:: TEXT SECTION

# Buying Laptop



## Solidify (May 12, 2011)

My sister's buying a new laptop, after many years. 

She will be using it for schoolwork, Facebook, YouTube, streaming movies online, music, basic stuff. She's not a heavy user. Right now she has a 15.6" laptop she doesn't want to go smaller. It's either that or bigger. Her budget is around 500$ including taxes and all necessary shipping charges if purchased online. 

I suggested building her a PC but she really needs to portability and I don't know the first thing about laptops. 

What would you recommend TSF?

Right now we're looking at two models:

http://www.costco.ca/Asus-X551MA-QSP1-CB,-Bilingual-15.6-in-Notebook,-N3520.product.100121571.html

vs. 

Acer Aspire Laptop (NX.MMLAA.003), 15.6", 2.16 GHz Intel N2830, 4GB RAM, 500GB HDD | Staples®

Feel free to suggest anything else..


----------



## Corday (Mar 3, 2010)

Your 2nd link only goes to a zip code entry for Staples. The Asus looks OK for the price. At that level as you know, you're not looking at anything super, just useful.


----------



## Solidify (May 12, 2011)

Try now.


----------



## Corday (Mar 3, 2010)

Still getting this:


----------



## gcavan (Aug 13, 2009)

Corday: Standard screen. Probably your first visit to the site? Site will most likely attach what you enter to the cookie. Try entering *L4B 4W3* (postal code of Staples Canada head office) in the code box.


----------



## Corday (Mar 3, 2010)

Now I can speak Canadian. I like the Asus much more, even at the price difference.


----------



## Solidify (May 12, 2011)

OK I'll tell her to get that one.


----------



## Solidify (May 12, 2011)

Still on this laptop hunt. Windows 7 is a must, and so is 15.6" (minimum) screen size. Any recommendations?


----------



## tanveerahmed2k (Jan 25, 2011)

Here's a canada post code for anyone who needs it: T3H 3C8

----------------------------




Solidify said:


> Still on this laptop hunt. Windows 7 is a must, and so is 15.6" (minimum) screen size. Any recommendations?


No one supports windows 7 anymore.

Windows 8.1 is a million times better than windows 7, all you have to is switch it desktop mode.

::::
:: SUPPLIED RECORDS

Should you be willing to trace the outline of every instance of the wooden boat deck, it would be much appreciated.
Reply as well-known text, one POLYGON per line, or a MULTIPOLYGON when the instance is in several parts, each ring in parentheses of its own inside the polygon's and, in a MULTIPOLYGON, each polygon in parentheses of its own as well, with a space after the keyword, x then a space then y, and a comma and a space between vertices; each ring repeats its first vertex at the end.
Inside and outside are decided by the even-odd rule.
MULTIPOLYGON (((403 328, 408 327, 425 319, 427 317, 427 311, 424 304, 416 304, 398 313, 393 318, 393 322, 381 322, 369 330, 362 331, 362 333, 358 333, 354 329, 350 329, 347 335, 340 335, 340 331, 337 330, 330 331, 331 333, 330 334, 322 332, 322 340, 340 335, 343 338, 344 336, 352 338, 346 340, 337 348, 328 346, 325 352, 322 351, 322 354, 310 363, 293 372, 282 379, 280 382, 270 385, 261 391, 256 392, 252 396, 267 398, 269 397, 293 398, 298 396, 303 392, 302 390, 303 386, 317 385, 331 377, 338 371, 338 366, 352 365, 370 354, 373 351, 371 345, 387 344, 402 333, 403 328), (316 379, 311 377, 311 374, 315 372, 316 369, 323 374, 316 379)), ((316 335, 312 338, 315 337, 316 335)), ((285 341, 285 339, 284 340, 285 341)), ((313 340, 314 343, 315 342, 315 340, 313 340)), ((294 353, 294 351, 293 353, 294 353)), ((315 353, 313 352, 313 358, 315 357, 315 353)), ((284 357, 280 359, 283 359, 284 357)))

::::
:: SUPPLIED RECORDS

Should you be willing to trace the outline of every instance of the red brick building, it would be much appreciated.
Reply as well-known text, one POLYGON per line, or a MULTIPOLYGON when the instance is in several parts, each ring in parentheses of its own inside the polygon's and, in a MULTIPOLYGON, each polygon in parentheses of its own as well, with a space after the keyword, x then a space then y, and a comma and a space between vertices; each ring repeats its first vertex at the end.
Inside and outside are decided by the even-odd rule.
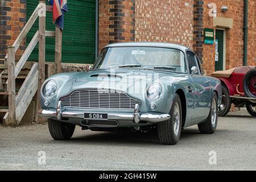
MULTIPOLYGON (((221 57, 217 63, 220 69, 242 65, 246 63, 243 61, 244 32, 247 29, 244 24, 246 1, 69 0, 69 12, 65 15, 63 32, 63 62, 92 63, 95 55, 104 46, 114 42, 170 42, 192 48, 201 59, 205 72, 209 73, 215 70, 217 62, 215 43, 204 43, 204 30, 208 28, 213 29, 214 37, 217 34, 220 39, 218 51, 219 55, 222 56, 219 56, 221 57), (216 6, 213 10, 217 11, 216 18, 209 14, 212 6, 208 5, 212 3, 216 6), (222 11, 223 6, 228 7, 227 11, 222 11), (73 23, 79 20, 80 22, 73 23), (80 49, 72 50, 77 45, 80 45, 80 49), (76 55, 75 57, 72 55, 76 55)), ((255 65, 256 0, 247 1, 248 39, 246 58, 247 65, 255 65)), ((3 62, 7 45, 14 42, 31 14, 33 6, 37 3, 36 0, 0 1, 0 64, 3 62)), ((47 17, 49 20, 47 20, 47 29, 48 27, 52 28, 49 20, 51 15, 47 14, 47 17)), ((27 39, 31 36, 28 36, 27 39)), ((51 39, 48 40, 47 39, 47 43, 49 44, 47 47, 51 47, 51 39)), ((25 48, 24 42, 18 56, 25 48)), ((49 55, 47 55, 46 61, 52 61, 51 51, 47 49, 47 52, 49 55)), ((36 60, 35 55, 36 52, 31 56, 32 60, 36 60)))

::::
:: SUPPLIED RECORDS

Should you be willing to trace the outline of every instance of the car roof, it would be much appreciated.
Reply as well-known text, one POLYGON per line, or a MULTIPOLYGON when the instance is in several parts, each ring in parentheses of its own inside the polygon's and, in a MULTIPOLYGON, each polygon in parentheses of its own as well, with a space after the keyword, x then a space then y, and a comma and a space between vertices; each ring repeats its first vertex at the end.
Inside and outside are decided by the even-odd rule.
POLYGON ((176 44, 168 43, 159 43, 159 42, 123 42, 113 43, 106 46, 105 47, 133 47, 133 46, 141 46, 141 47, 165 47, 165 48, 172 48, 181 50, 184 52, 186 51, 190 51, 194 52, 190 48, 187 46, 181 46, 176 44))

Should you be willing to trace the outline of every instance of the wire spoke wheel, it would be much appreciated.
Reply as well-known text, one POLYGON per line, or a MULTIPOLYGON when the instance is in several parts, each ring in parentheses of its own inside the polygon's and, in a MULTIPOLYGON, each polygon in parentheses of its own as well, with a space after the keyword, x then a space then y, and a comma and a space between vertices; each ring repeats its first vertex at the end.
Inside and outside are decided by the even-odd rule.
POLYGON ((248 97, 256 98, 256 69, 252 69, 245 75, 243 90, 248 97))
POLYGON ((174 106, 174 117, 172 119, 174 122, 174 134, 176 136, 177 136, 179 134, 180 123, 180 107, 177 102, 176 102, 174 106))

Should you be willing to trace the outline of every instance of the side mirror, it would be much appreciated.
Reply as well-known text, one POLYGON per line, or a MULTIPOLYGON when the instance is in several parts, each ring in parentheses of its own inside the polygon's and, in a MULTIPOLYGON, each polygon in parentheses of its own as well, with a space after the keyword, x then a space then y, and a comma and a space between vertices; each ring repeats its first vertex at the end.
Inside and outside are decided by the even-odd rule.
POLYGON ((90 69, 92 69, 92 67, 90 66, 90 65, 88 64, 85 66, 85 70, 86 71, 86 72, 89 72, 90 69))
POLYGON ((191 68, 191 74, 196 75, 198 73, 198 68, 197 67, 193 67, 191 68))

::::

• **SHORT TASK**
Reproduce the laptop thread word for word from "Corday: Standard screen." to "the code box.". The data plays no part in any of this.

• **ANSWER TO THIS EXERCISE**
Corday: Standard screen. Probably your first visit to the site? Site will most likely attach what you enter to the cookie. Try entering *L4B 4W3* (postal code of Staples Canada head office) in the code box.